Travis Vitek wrote:
Travis Vitek wrote
Martin Sebor wrote:
I've incorporated everyone's feedback and committed an updated
version with a number of enhancements of my own. Among the most
important are the new Goals section with suggested frequencies of
releases, and the integration of the Version Policy (I plan to delete
versions.html). Let me know what you think.
http://incubator.apache.org/stdcxx/releases.html
Martin,
I found this page that documents a few do's and dont's of binary
compatibility. I realize that most of the tricky issues involve inline
functions or templates, but this gives a list of the common pitfalls.
http://tinyurl.com/2gf38p
Travis
Here are some examples that I came up with. Each case is written in a
pseudo diff format.
Excellent! See my comments below.
Travis
// neither source nor binary compatible. not source compatible
// if user might take address of member function A::f.
struct A
{
- int f() const { return 1; }
+ int f(int i = 1) const { return i; }
};
// alternative is source and binary compatible. can be changed
// to a default argument in next source incompatible release.
struct A
{
int f() const { return 1; }
+ int f(int i) const { return i; }
};
// is binary compatible, but not be source compatible because
// the compiler has no way to handle A().f(1)
struct A
{
int f(long i) const { return 2; }
+ int f(unsigned i) const { return 2; }
};
I would tend to throw these in the bag of "obvious no-no's."
// not binary compatible, changing access specifier on windows is a
no-no. if the
// new access modifier is more restricted, this may be source
incompatible, but
// only if the user code calls or takes the address of the function.
class A
{
-private:
+public:
int f() const { return 1; }
};
This one is much less obvious and so it might be worth mentioning
in the document.

--- EXCERPTED RECORDS ---
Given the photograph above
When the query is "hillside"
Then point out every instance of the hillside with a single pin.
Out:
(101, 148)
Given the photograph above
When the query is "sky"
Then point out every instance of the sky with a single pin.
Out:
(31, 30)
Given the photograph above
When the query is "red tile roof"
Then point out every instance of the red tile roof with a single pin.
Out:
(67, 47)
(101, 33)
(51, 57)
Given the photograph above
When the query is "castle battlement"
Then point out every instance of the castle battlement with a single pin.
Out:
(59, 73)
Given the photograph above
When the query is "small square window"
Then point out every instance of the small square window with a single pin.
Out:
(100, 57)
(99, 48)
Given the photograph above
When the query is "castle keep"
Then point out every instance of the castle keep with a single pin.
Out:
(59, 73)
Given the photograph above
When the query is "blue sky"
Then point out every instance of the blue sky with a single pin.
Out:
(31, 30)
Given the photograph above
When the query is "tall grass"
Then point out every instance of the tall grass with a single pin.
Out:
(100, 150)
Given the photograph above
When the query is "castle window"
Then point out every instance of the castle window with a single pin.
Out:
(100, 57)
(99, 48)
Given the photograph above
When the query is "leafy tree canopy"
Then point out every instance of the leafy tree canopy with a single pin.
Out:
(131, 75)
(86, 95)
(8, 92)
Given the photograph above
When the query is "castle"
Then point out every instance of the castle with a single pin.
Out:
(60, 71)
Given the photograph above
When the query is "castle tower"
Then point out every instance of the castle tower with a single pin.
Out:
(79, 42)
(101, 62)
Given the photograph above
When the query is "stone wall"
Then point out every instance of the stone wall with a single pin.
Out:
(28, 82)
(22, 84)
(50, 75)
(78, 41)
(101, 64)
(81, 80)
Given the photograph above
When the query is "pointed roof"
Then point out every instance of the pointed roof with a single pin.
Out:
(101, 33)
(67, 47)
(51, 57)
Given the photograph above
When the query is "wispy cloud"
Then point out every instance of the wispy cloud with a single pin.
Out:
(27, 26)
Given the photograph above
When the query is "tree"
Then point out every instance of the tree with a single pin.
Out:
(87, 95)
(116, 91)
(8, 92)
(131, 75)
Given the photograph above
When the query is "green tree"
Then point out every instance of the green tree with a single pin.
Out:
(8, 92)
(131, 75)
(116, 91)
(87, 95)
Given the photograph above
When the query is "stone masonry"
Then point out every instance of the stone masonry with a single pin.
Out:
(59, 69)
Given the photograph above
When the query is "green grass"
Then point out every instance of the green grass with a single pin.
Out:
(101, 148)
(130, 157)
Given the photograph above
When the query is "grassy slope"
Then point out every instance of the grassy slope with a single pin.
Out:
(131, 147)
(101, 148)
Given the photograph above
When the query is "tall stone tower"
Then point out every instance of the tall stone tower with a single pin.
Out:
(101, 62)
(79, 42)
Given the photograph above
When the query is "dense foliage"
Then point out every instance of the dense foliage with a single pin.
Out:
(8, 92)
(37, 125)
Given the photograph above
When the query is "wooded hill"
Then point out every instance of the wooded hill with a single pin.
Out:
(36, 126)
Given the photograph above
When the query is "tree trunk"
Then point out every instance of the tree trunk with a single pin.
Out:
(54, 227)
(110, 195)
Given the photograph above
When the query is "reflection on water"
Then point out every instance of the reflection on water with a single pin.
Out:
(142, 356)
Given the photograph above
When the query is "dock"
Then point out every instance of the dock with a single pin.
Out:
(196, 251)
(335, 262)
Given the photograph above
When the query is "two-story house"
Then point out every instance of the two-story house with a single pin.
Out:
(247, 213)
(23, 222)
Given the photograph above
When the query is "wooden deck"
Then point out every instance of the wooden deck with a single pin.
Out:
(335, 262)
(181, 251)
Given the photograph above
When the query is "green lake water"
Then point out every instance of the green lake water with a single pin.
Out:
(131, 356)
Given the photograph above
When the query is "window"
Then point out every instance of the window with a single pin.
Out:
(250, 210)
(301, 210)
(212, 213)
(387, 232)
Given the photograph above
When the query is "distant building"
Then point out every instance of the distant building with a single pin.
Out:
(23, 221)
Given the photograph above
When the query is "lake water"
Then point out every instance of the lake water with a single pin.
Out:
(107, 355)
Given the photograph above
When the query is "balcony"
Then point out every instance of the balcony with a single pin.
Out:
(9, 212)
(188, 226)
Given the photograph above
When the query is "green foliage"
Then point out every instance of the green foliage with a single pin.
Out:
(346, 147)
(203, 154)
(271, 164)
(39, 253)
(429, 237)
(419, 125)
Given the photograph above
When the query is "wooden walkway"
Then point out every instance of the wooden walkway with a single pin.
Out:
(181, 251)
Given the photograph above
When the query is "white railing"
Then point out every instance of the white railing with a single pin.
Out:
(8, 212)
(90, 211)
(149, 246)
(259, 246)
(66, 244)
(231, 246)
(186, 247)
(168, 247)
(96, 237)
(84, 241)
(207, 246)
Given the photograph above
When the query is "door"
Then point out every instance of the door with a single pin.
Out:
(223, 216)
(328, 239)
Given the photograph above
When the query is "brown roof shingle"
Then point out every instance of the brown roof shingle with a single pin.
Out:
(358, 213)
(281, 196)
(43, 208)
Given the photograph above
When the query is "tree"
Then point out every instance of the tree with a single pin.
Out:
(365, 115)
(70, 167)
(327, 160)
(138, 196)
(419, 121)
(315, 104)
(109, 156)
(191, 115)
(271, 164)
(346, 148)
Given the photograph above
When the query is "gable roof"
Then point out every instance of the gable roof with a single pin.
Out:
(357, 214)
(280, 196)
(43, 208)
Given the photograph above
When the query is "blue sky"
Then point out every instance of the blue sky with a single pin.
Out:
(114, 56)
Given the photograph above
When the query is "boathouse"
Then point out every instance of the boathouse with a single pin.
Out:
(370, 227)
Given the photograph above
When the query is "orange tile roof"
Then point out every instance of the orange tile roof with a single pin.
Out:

--- DIRECTIONS ---
#1 Answer these questions from the binary compatibility thread:
(a) Which file does Martin plan to delete?
(b) What is the name of the new section that suggests release frequencies?
(c) In the example that changes an access specifier, on which platform is that change called a no-no?
#2 Copy out the stretch of the binary compatibility thread from "http://incubator.apache.org/stdcxx/releases.html" through "pseudo diff format.", with every character unchanged.

--- SOLUTIONS FOR EACH TASK ---
#1
(a) versions.html
(b) The Goals section
(c) Windows

#2
http://incubator.apache.org/stdcxx/releases.html
Martin,
I found this page that documents a few do's and dont's of binary
compatibility. I realize that most of the tricky issues involve inline
functions or templates, but this gives a list of the common pitfalls.
http://tinyurl.com/2gf38p
Travis
Here are some examples that I came up with. Each case is written in a
pseudo diff format.